▶ **LISTED RECORDS**:
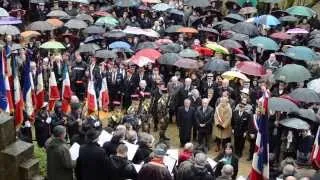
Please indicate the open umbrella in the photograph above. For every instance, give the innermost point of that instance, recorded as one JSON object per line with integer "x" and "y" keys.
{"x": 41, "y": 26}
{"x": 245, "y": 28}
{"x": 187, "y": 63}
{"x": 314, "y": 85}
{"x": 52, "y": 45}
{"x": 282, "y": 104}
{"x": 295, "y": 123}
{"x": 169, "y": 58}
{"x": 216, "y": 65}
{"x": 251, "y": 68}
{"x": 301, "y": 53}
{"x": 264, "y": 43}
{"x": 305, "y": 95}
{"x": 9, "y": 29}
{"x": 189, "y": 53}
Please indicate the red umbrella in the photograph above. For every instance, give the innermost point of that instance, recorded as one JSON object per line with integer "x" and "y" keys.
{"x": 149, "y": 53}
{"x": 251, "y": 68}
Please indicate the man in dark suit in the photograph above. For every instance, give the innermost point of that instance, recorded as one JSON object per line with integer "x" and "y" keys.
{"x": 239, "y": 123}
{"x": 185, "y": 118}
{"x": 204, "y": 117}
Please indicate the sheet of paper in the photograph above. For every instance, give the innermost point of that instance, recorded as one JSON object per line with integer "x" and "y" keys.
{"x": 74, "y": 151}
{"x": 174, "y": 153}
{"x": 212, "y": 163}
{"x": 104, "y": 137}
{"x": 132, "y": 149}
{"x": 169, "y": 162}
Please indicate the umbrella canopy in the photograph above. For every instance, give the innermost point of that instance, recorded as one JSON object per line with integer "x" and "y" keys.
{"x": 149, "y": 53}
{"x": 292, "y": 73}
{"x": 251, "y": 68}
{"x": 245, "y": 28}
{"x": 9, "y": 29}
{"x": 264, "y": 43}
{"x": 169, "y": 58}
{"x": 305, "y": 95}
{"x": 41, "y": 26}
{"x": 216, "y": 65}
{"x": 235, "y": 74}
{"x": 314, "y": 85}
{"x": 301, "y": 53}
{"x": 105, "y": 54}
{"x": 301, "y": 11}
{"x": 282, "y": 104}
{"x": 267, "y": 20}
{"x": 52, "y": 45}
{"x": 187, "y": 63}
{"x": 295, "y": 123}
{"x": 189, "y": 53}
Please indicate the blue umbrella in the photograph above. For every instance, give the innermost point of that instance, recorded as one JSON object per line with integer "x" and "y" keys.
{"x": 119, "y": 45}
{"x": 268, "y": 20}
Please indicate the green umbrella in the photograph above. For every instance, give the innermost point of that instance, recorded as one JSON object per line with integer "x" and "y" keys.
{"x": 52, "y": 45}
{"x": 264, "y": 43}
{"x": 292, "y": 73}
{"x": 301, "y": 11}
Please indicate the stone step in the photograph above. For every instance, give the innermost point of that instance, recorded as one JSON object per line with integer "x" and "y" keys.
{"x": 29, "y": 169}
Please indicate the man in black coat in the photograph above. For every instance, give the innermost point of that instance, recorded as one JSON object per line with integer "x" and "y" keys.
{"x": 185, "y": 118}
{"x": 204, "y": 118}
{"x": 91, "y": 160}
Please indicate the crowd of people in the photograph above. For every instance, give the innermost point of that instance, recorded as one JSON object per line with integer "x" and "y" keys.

▶ **TASK TO CARRY OUT**: Recast each line of the entries above as a Markdown table with two columns, No. and Line, numbering the rows in order and skipping blank lines. Leave the pictures out of the table.

▶ **EXERCISE RESPONSE**:
| No. | Line |
|---|---|
| 1 | Please indicate the open umbrella in the photograph above. For every instance, give the innermost point of that instance, recorded as one JSON object per line with integer "x" and "y" keys. |
| 2 | {"x": 41, "y": 26} |
| 3 | {"x": 245, "y": 28} |
| 4 | {"x": 187, "y": 63} |
| 5 | {"x": 314, "y": 85} |
| 6 | {"x": 52, "y": 45} |
| 7 | {"x": 282, "y": 104} |
| 8 | {"x": 295, "y": 123} |
| 9 | {"x": 169, "y": 58} |
| 10 | {"x": 216, "y": 65} |
| 11 | {"x": 251, "y": 68} |
| 12 | {"x": 301, "y": 53} |
| 13 | {"x": 264, "y": 43} |
| 14 | {"x": 305, "y": 95} |
| 15 | {"x": 9, "y": 29} |
| 16 | {"x": 189, "y": 53} |
| 17 | Please indicate the red umbrella in the photograph above. For every instance, give the innermost point of that instance, recorded as one JSON object per line with integer "x" and "y" keys. |
| 18 | {"x": 149, "y": 53} |
| 19 | {"x": 251, "y": 68} |
| 20 | Please indicate the man in dark suit in the photograph above. For every instance, give the innermost point of that instance, recorded as one JSON object per line with integer "x" and "y" keys. |
| 21 | {"x": 239, "y": 123} |
| 22 | {"x": 185, "y": 118} |
| 23 | {"x": 204, "y": 117} |
| 24 | Please indicate the sheet of paper in the photograph above. For every instance, give the innermost point of that instance, recorded as one JSON object per line with integer "x" and "y" keys. |
| 25 | {"x": 74, "y": 151} |
| 26 | {"x": 174, "y": 153} |
| 27 | {"x": 212, "y": 163} |
| 28 | {"x": 104, "y": 137} |
| 29 | {"x": 132, "y": 149} |
| 30 | {"x": 169, "y": 162} |
| 31 | Please indicate the umbrella canopy in the photograph above. For every instance, give the innermost point of that instance, recorded as one JSON object per line with integer "x" and "y" keys. |
| 32 | {"x": 149, "y": 53} |
| 33 | {"x": 292, "y": 73} |
| 34 | {"x": 251, "y": 68} |
| 35 | {"x": 245, "y": 28} |
| 36 | {"x": 9, "y": 29} |
| 37 | {"x": 264, "y": 43} |
| 38 | {"x": 169, "y": 58} |
| 39 | {"x": 305, "y": 95} |
| 40 | {"x": 41, "y": 26} |
| 41 | {"x": 216, "y": 65} |
| 42 | {"x": 235, "y": 74} |
| 43 | {"x": 314, "y": 85} |
| 44 | {"x": 301, "y": 53} |
| 45 | {"x": 105, "y": 54} |
| 46 | {"x": 301, "y": 11} |
| 47 | {"x": 282, "y": 104} |
| 48 | {"x": 267, "y": 20} |
| 49 | {"x": 52, "y": 45} |
| 50 | {"x": 187, "y": 63} |
| 51 | {"x": 295, "y": 123} |
| 52 | {"x": 189, "y": 53} |
| 53 | Please indicate the blue umbrella in the photograph above. For every instance, give the innermost point of that instance, recorded as one JSON object per line with integer "x" and "y" keys. |
| 54 | {"x": 119, "y": 45} |
| 55 | {"x": 268, "y": 20} |
| 56 | Please indicate the green umbrella in the photograph above. For every instance, give the innermost point of that instance, recorded as one JSON object per line with integer "x" and "y" keys. |
| 57 | {"x": 52, "y": 45} |
| 58 | {"x": 264, "y": 43} |
| 59 | {"x": 292, "y": 73} |
| 60 | {"x": 301, "y": 11} |
| 61 | Please indicate the stone step in the photograph above. For every instance, give the innermost point of that instance, recorded as one JSON object per line with integer "x" and "y" keys. |
| 62 | {"x": 29, "y": 169} |
| 63 | Please indicate the man in black coat in the photograph above. For every instance, give the innermost point of that instance, recorded as one JSON object per line with integer "x" and "y" keys. |
| 64 | {"x": 185, "y": 118} |
| 65 | {"x": 204, "y": 118} |
| 66 | {"x": 91, "y": 160} |
| 67 | Please indicate the crowd of people in the photograph above. For every instance, give the innermost point of that instance, recorded as one JSON object per line with integer "x" and "y" keys. |